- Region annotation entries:
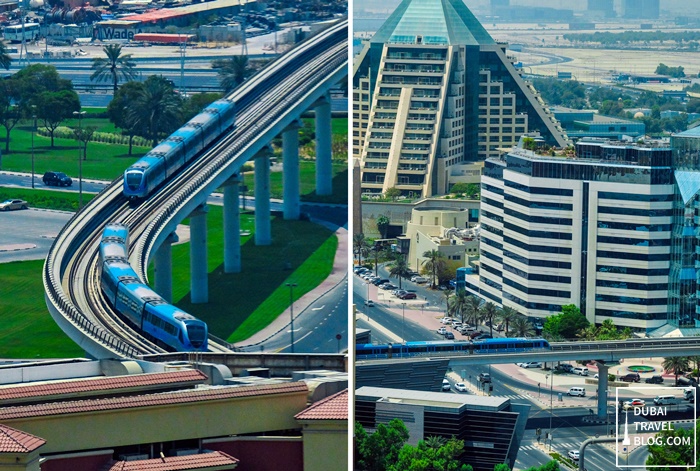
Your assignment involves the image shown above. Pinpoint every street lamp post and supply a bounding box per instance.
[73,111,85,209]
[401,303,406,343]
[286,283,297,353]
[32,114,36,188]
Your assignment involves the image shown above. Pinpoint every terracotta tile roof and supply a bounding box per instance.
[0,370,207,402]
[294,389,349,420]
[107,451,239,471]
[0,382,309,421]
[0,425,46,453]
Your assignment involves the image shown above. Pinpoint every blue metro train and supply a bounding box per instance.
[124,98,235,199]
[355,338,551,360]
[99,223,208,352]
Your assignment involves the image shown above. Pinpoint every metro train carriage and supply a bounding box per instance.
[123,98,235,199]
[355,338,551,360]
[142,301,208,351]
[99,223,208,351]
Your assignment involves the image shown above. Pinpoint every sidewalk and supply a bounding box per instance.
[234,227,348,347]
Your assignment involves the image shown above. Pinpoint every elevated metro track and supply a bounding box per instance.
[357,337,700,368]
[43,20,348,358]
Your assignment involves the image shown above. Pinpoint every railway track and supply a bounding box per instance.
[43,20,348,357]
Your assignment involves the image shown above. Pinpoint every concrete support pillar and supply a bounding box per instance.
[598,363,609,420]
[314,92,333,195]
[224,175,241,273]
[282,121,301,219]
[255,147,272,245]
[155,232,180,302]
[190,205,209,304]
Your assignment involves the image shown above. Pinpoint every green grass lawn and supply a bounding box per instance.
[149,206,338,342]
[0,260,85,358]
[0,117,348,204]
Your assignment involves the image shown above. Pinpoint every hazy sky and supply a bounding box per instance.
[354,0,698,16]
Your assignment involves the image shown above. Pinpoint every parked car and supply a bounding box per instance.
[620,373,641,383]
[476,373,491,383]
[41,172,73,186]
[0,200,29,211]
[518,361,542,368]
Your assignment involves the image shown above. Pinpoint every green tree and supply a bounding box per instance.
[377,214,391,239]
[661,357,690,384]
[352,232,369,265]
[384,186,401,201]
[0,79,22,153]
[0,41,12,70]
[423,249,445,289]
[462,291,481,326]
[646,421,700,471]
[482,301,499,337]
[355,419,408,471]
[127,75,182,146]
[543,304,590,340]
[387,437,473,471]
[36,90,80,147]
[90,44,139,94]
[217,56,253,94]
[498,306,520,337]
[107,82,144,155]
[388,254,411,289]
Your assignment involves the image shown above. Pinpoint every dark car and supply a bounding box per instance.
[476,373,491,383]
[620,373,641,383]
[41,172,73,186]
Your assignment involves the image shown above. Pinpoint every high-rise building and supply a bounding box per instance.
[621,0,659,20]
[353,0,568,196]
[466,139,676,331]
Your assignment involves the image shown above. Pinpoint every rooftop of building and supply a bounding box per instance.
[355,386,510,411]
[294,389,349,420]
[0,425,46,453]
[103,451,239,471]
[370,0,496,46]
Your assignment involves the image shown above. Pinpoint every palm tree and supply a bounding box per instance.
[510,316,535,337]
[0,41,12,70]
[90,44,138,93]
[450,289,470,323]
[423,249,446,289]
[498,306,520,337]
[482,302,499,337]
[219,56,253,93]
[460,296,481,326]
[661,357,690,384]
[352,232,369,265]
[389,254,410,289]
[128,75,182,146]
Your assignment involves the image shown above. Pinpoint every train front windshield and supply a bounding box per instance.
[125,171,143,191]
[187,323,207,348]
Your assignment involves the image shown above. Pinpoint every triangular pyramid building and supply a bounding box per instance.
[353,0,568,196]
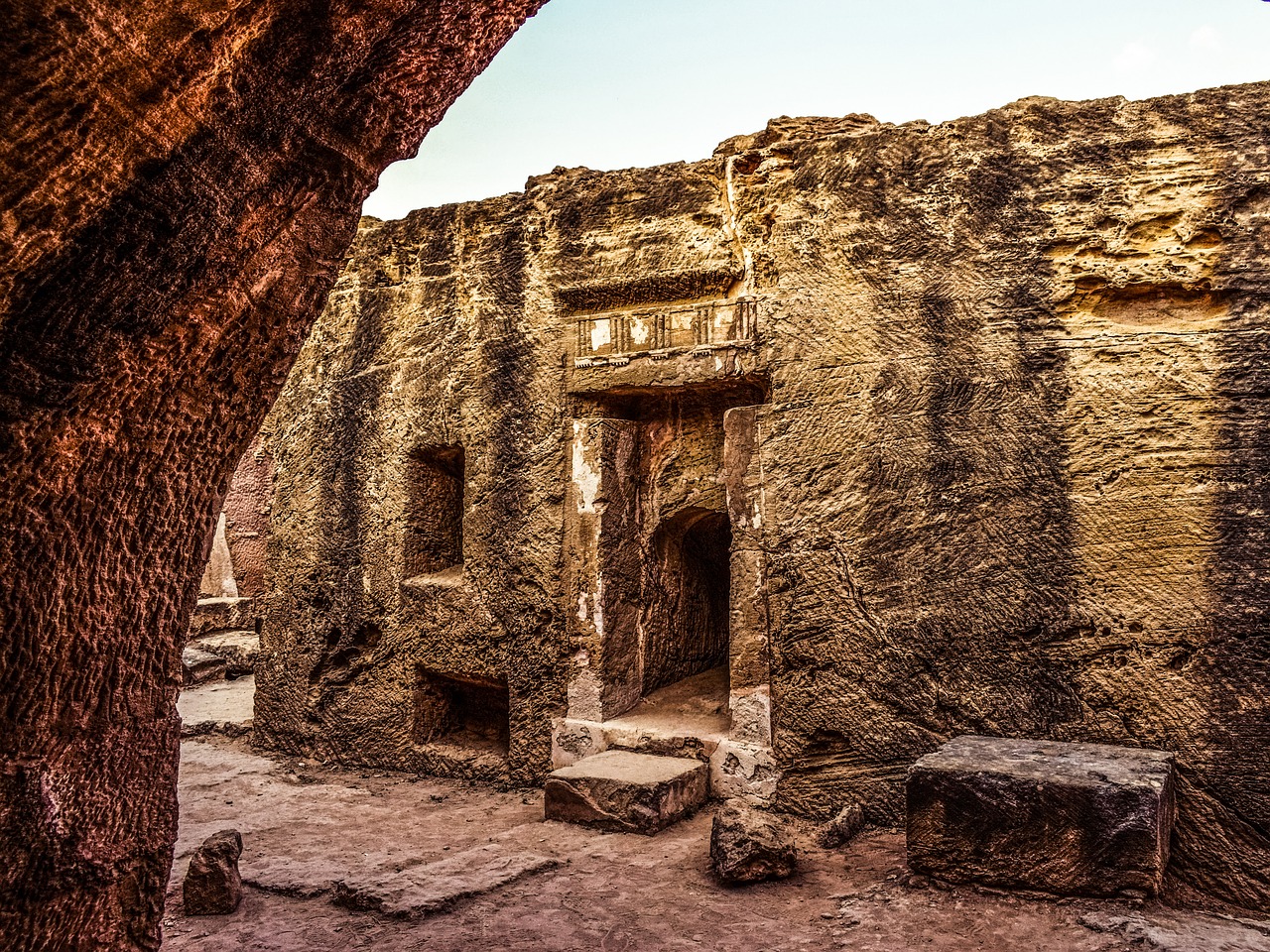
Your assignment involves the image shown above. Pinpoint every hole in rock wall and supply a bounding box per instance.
[405,445,463,577]
[640,509,731,694]
[412,665,511,754]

- STATED PROBLEM: Pull out every line of text from the rows above and reproduce it word for word, leaving out the pictures.

- SOLVED PROBLEM:
Your assignment involves the image shown above. Pinpoint every street lamp post and supply a bounding box per instance.
[73,111,85,209]
[401,303,406,343]
[286,283,297,353]
[32,114,36,188]
Your assignment involves the image shown above. Pinpoint every terracotta tile roof and supply a bounding box per instance.
[0,370,207,402]
[294,389,349,420]
[107,451,239,471]
[0,382,309,421]
[0,425,46,453]
Your assignment involves the image shown above. Pinpoint every blue metro train and supply a bounding box per instance.
[124,98,235,199]
[355,338,551,360]
[99,223,208,352]
Your assignment involves the image shown above. Pinpoint every metro train carriage and supply a bounding box per instance.
[123,98,235,199]
[355,338,551,360]
[142,301,208,351]
[99,223,208,351]
Your assignment involves the image shown above. Pinpoint every sidewalk and supply a bounding box per instance.
[234,227,348,347]
Your assignment involves the image shown above. Pinpoint every elevated metro track and supply a bounding box per instance.
[357,337,700,368]
[43,20,348,358]
Your assignment involves the image shown above. Pinpoint every railway track and supply a bounding box per instance.
[43,20,348,357]
Your assignment involves the image shown above. Pinpoint every concrete support pillar and supply a bounding box per instance.
[598,363,609,420]
[314,92,333,195]
[224,175,241,273]
[282,121,301,219]
[255,147,272,245]
[155,232,180,302]
[190,205,209,304]
Your assignment involves the image shown above. Pinpoint every green grass lawn and supply a bounding box per instance.
[149,206,338,342]
[0,260,85,358]
[0,117,348,204]
Your assignment involves the image shown above. Pinpoint every hazy sky and supply a bounding box per instance.
[354,0,698,16]
Your assignment involves the image shown above. Pinpoint every parked car and supply a bounding box per instance.
[620,373,641,383]
[476,373,491,383]
[41,172,73,186]
[0,200,29,211]
[518,361,542,368]
Your assignment involves the image shown above. Pinpoint every green tree and supply a bounding box per instance.
[377,214,391,239]
[661,357,690,384]
[352,232,369,265]
[384,186,401,201]
[0,79,22,153]
[0,41,12,70]
[423,249,445,289]
[462,291,481,326]
[646,421,700,471]
[482,301,499,337]
[355,419,408,471]
[127,75,182,146]
[543,304,590,340]
[387,437,473,471]
[36,90,80,147]
[90,44,139,94]
[217,56,253,94]
[498,306,520,337]
[107,82,144,155]
[388,254,411,289]
Your assignment involves the image shown above. Pinpoint every dark car and supply a bounding box per instance.
[476,373,491,383]
[620,373,641,383]
[41,172,73,186]
Your assignment involves the image shown above. Pinpoint every high-rise building and supply a bounding box per instance.
[621,0,659,20]
[353,0,568,196]
[466,139,676,331]
Your assignment involves the image shown above. Pinpoint every rooftop of building and supply a bounding box per instance.
[355,386,510,411]
[294,389,349,420]
[0,425,46,453]
[103,451,239,471]
[370,0,496,46]
Your assignment involves the image shown above. Pinpoint every palm tree and supply a bounding box per instance.
[510,316,535,337]
[0,41,12,70]
[90,44,138,93]
[450,289,470,323]
[423,249,446,289]
[498,306,520,337]
[482,302,499,337]
[219,56,253,93]
[460,296,481,326]
[661,357,690,384]
[352,232,369,265]
[389,254,410,289]
[128,75,182,146]
Your assignment involves the image shown above. Pinpoint every train front windshield and supply a bounding box per instance.
[125,171,143,191]
[187,323,207,348]
Your assignment involves the image shown above. Pinpoint every triangular pyramid building and supply a bounding box per instance.
[353,0,568,196]
Your assignment involves the image shown above. Pinpoint every hole in rock wall and supply a bounding box per instance.
[405,445,463,577]
[640,509,731,694]
[412,665,511,754]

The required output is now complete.